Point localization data

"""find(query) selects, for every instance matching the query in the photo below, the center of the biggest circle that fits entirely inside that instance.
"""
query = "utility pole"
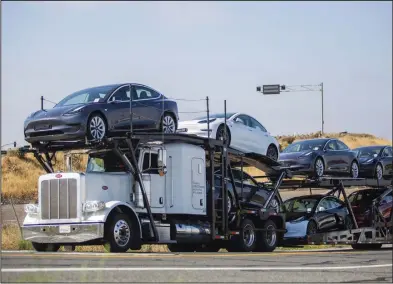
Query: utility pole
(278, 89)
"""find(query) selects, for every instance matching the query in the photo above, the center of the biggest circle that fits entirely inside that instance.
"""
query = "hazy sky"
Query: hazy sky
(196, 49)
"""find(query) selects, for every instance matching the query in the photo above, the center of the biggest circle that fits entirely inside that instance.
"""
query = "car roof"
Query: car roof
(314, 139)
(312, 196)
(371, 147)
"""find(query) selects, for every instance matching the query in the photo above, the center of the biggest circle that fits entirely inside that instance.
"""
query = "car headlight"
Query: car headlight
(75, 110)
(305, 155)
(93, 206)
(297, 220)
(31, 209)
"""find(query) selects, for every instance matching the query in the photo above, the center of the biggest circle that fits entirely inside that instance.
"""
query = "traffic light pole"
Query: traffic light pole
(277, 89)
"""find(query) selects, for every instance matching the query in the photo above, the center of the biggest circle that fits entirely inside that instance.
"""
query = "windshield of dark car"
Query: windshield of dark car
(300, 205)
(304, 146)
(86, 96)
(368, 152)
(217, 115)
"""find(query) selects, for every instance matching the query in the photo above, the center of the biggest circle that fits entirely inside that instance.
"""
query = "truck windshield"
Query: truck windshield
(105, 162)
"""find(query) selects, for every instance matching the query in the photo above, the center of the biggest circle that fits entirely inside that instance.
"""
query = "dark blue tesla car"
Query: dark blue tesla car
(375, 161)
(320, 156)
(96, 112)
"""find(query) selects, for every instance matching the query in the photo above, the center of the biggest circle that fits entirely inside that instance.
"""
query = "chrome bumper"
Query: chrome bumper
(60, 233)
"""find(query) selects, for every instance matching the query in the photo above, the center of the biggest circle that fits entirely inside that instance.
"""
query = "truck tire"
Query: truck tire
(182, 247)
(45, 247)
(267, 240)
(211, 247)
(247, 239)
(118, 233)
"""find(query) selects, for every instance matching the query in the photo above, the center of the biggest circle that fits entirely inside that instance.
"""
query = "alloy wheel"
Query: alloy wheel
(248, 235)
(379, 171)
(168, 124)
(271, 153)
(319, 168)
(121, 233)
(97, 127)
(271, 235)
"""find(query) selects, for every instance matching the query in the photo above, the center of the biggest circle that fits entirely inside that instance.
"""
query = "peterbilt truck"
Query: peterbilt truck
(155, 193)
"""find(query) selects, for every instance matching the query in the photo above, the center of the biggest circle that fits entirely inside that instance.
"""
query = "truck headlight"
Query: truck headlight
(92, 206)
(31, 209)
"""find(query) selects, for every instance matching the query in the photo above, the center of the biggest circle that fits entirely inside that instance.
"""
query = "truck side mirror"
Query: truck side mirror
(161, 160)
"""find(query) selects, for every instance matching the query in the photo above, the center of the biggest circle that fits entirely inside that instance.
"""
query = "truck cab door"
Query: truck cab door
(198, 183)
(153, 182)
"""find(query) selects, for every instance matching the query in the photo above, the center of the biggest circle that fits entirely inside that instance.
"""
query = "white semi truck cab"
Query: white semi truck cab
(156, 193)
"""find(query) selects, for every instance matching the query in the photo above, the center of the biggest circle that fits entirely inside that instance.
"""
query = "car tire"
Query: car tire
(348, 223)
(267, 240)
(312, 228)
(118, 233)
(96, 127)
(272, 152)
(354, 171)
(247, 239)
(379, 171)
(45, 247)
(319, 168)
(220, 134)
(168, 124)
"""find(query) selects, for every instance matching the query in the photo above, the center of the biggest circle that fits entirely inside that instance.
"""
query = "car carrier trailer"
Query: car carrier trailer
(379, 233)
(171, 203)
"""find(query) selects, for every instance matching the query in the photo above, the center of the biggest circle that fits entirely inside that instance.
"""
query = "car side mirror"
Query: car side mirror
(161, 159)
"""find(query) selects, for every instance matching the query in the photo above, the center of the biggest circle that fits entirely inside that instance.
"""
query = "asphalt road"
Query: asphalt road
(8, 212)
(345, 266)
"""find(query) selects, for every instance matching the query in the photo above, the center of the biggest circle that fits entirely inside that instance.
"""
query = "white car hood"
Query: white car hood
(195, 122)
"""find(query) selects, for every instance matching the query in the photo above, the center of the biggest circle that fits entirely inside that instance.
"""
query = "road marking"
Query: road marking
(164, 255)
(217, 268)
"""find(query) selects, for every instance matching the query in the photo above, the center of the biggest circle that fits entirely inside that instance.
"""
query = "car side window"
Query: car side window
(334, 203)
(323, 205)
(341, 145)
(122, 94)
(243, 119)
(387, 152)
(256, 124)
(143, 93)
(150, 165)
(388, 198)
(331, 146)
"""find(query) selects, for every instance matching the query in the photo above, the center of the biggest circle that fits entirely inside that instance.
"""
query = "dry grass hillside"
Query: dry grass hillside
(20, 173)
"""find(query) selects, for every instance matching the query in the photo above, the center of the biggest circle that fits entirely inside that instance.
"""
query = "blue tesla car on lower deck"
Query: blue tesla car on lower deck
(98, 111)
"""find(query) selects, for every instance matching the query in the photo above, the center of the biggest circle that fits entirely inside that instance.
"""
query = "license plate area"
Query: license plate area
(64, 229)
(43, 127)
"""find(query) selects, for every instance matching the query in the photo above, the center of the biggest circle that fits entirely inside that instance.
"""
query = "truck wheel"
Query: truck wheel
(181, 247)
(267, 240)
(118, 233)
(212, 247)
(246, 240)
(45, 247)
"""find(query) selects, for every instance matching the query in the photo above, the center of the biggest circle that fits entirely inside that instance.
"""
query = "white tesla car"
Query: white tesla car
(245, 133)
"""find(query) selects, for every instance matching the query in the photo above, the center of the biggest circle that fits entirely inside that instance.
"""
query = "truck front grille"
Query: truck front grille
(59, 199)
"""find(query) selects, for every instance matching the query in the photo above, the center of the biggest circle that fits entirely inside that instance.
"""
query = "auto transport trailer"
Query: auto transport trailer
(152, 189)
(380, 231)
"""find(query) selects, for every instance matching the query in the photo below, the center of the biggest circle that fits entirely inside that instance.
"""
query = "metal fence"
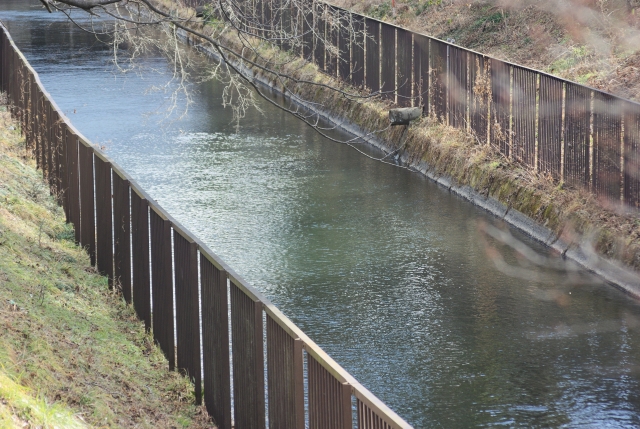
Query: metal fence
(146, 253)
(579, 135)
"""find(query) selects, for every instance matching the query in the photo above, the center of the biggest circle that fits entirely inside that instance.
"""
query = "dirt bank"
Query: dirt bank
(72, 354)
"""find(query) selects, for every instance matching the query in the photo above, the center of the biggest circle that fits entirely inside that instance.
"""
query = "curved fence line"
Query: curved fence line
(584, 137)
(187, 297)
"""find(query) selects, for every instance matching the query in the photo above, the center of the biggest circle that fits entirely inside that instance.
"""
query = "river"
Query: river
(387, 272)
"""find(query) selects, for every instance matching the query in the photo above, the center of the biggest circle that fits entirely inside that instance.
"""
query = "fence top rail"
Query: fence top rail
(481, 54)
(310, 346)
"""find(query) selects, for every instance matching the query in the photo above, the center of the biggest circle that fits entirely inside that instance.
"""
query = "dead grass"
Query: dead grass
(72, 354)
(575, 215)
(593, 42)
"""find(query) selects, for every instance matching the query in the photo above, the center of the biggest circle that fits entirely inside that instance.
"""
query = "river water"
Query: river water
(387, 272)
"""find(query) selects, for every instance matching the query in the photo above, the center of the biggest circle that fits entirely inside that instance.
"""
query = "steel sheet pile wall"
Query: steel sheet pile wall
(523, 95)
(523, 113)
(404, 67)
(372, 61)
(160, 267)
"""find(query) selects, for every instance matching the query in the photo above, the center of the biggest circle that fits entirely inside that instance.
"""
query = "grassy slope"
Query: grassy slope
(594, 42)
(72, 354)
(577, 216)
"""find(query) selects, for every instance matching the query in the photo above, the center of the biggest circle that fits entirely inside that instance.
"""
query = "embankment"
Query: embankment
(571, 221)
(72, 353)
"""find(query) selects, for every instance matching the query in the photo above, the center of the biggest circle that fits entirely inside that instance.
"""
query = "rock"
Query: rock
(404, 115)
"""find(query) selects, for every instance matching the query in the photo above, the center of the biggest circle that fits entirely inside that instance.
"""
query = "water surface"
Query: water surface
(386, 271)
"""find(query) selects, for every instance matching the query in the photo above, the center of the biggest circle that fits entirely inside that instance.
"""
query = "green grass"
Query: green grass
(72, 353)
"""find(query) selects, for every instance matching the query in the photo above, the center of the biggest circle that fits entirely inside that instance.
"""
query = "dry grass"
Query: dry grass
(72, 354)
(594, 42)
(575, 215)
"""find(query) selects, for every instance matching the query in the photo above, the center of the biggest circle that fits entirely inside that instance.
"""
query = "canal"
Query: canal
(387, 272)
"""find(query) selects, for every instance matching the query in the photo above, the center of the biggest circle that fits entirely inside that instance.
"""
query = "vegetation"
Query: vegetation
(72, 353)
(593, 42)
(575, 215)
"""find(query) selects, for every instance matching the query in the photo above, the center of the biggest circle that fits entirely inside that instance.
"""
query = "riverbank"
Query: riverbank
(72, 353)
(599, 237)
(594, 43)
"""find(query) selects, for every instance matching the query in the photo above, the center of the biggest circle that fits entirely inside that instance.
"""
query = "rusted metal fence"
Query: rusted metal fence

# [TASK REQUIREMENTS]
Some lines of the records may contain the string "rusted". State how many do, as a number alone.

# [SOLUTION BELOW]
2